### [Tâches à effectuer]
1 > Veuillez modifier l'entretien avec Olivia Dean en le recopiant à partir de "Je lui dirais" et jusqu'à "les abimer !", avec "piano" à la place de "yoga".
2 > Reprenez l'entretien avec Olivia Dean et prolongez-le à partir de sa dernière phrase.

### [Texte source]
☆ ☆ ☆ ☆

Et quels conseils donneriez-vous à l’Olivia Dean de 16 ans ?

Je lui dirais de ne jamais hésiter à faire les choses qu’elle aime vraiment. De commencer le yoga beaucoup plus tôt. Et d’arrêter de se lisser les cheveux parce qu’elle risque de vraiment les abimer !

 

J’espère que vous n’êtes pas déjà agacée par mes questions…

Non pas du tout, j’aime beaucoup ce genre de conversation. Certains journalistes lisent mes interviews précédentes, citent mot pour mot ce que j’ai dit, puis me posent exactement la même question. C’est étrange comme façon de faire vous ne trouvez pas ?

 

Je ne leur jette pas la pierre, cela a certainement dû m’arriver un jour. Certaines questions vous agacent-elles particulièrement ?

Ça arrive oui : “Qui est votre artiste favori ?” ou “Quelles sont vos influences ?” par exemple. Je comprends bien que ce sont des questions importantes mais j’y ai déjà répondu des centaines de fois. On me demande aussi si je souhaite suivre les traces de ma mère qui a eu des responsabilités politiques… Et bien non, je veux juste être chanteuse. [Rires.]

 

Et les comparaisons avec d’autres artistes ? Les supportez-vous ?
Les comparaisons m’agacent lorsqu’elles sont paresseuses. On évoque toujours Jorja Smith, Celeste ou Joy Crooks. Des femmes fantastiques auxquelles je pense que l’on m’associe simplement parce qu’elles sont métisses. Comme si les gens écoutaient la musique avec leurs yeux.

 

 

“J’ai parfois l’impression que l’on m’a dérobé ma candeur. J’essaie donc de retrouver mon innocence à travers de nouvelles formes d’art.”

Êtes-vous inquiète à l’idée que vos compositions finissent un jour par tourner en rond ?

Pas vraiment. En intitulant cet album Messy [Désordonné], je souhaitais justement explorer différents genres musicaux. Mon prochain disque pourrait tout aussi bien être une suite de morceaux disco que des titres en guitare-voix. En fait, je crois surtout que j’ai peur qu’un jour, je ne m’amuse plus. Que je ne ressente plus rien lorsque je chante… Il arrive parfois que des artistes se perdent un peu et que leur passion pour la composition se désagrège. Comme un rupture amoureuse. Avant de signer dans un label, je me contentais d’écrire des chansons chez moi, par pur plaisir, sans imaginer que des gens seraient susceptibles de les écouter. Aujourd’hui, lorsque je compose un morceau, j’ai toujours cette petite voix au fond de ma tête qui me répète qu’il va être diffusé, partagé et écouté. J’ai parfois l’impression que l’on m’a dérobé ma candeur. J’essaie donc de retrouver mon innocence à travers de nouvelles formes d’art. Le dessin par exemple. Il est très amusant de ne s’intéresser qu’au processus de création plutôt qu’au résultat final. En musique, je ne peux plus vraiment faire ça. Mais rassurez-vous, je ne suis pas du tout en train de me plaindre !

☆ ☆ ☆ ☆

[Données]
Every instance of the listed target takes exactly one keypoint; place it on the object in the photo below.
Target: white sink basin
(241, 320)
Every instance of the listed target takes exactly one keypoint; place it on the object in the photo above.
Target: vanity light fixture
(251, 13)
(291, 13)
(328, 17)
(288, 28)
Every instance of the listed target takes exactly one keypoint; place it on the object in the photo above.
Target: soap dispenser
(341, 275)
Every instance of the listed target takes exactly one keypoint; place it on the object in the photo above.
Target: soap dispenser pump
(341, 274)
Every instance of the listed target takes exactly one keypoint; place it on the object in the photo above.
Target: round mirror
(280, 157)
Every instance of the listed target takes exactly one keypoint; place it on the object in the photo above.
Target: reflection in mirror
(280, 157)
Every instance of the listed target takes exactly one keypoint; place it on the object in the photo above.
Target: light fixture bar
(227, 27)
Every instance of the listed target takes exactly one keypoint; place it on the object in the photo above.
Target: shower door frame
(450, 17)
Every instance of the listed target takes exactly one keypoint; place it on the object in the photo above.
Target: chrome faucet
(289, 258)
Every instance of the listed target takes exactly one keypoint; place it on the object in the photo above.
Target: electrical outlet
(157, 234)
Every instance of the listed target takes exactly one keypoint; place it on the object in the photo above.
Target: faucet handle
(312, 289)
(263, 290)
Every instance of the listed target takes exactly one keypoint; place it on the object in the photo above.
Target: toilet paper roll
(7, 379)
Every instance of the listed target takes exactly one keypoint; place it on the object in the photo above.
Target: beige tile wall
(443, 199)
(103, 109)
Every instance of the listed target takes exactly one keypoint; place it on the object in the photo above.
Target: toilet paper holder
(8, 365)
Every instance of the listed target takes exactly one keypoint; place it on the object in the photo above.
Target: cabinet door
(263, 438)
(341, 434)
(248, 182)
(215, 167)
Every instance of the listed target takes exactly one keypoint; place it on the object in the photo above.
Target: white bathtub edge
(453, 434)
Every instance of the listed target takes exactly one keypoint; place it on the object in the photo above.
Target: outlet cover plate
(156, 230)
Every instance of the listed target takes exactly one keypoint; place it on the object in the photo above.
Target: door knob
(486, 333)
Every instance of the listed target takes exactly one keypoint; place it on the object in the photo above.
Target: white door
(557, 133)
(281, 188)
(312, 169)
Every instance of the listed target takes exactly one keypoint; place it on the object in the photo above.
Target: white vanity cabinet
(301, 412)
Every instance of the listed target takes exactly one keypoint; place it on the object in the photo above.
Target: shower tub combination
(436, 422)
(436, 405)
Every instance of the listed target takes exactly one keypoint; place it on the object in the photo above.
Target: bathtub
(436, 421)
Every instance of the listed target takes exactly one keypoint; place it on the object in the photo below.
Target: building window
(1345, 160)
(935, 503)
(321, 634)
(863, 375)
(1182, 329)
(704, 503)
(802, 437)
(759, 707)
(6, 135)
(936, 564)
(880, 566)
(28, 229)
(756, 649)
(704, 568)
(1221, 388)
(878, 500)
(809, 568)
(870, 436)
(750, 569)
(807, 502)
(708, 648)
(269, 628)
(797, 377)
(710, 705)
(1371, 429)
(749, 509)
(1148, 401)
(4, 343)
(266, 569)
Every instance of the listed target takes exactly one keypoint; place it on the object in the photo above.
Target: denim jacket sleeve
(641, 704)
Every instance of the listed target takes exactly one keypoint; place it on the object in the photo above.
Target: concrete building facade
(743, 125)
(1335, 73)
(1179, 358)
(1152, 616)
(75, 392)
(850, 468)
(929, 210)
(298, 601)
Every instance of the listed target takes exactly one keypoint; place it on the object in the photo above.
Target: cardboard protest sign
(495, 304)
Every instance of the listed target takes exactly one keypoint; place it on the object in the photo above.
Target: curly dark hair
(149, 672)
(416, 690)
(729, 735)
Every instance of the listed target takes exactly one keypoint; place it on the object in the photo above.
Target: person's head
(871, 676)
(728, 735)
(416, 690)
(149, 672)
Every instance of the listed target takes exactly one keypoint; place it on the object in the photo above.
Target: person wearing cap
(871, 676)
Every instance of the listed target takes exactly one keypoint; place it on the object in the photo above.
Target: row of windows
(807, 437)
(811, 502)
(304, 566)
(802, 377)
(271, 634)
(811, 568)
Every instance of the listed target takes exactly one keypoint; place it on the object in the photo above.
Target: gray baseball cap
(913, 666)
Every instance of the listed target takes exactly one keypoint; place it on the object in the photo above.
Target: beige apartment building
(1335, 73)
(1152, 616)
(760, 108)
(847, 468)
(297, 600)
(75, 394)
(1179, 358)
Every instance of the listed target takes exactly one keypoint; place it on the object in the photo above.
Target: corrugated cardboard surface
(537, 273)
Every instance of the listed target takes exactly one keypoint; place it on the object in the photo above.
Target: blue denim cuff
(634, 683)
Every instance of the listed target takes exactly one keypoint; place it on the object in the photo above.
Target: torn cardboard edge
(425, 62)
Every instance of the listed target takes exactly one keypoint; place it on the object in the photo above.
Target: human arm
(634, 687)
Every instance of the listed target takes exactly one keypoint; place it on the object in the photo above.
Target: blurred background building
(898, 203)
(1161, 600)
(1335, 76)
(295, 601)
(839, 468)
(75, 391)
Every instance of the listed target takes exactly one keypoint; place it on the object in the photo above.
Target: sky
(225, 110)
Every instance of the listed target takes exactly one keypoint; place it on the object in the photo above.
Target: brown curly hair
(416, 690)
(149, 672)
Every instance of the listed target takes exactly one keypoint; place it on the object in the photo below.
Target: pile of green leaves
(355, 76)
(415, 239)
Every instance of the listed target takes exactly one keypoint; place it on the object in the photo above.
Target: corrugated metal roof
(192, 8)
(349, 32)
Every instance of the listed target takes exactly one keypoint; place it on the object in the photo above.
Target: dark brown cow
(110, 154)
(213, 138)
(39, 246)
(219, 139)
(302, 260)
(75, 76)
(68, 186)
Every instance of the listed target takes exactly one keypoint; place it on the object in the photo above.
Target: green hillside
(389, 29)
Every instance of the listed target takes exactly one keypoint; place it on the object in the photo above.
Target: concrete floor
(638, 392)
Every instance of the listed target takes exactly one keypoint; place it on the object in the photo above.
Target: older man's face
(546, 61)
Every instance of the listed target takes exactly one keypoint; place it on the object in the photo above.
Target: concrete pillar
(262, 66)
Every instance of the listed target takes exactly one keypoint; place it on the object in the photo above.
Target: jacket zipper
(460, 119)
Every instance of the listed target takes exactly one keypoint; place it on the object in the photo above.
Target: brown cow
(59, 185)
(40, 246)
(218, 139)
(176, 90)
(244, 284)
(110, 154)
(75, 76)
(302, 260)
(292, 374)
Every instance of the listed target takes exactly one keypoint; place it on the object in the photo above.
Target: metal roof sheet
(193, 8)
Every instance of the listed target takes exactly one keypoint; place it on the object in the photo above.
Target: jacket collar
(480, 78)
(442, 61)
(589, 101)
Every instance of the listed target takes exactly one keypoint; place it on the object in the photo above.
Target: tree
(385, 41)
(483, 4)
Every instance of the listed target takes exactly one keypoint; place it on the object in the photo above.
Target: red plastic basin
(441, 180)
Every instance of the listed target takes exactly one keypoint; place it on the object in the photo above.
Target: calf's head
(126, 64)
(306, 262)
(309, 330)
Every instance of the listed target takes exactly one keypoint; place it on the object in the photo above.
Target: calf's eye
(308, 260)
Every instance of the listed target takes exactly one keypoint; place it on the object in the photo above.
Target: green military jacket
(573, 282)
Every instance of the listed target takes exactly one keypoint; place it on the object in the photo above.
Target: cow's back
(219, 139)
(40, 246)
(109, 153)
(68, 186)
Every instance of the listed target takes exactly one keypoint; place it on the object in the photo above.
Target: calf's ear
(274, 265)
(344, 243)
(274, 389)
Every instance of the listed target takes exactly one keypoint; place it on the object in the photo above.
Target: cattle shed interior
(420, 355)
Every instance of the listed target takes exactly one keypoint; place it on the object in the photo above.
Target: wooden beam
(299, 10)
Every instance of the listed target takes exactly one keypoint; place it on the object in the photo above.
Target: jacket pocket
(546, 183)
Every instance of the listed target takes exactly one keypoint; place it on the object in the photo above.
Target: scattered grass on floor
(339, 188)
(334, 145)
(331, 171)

☆ ☆ ☆ ☆

### [Réponses dans l'ordre]
1 >
Je lui dirais de ne jamais hésiter à faire les choses qu’elle aime vraiment. De commencer le piano beaucoup plus tôt. Et d’arrêter de se lisser les cheveux parce qu’elle risque de vraiment les abimer !

2 >
 

Pourtant ce n’est pas un dessin mais une photographie qui apparaît sur la pochette de votre album. Un portrait de vous.

Vous me demandez poliment pourquoi j’ai voulu mettre ma grosse tête sur la pochette c’est ça ? [Rires.]

 

Pas du tout ! Et je ne l’aurais jamais formulé de cette façon… 

Ma musique parle… de moi. Mon identité et mes histoires personnelles restent le fil conducteur de ce disque. Peut-être que mes arrière-arrière-petits-enfants sauront ce que je ressentais lorsque je n’avais que 23 ans. Donc une photo de moi, à 23 ans, était suffisante. Rien d’abstrait. Et puis… je crois que j’aime bien cette photo aussi. [Rires.]

 

Quelles images vous viennent en tête lorsque vous composez ?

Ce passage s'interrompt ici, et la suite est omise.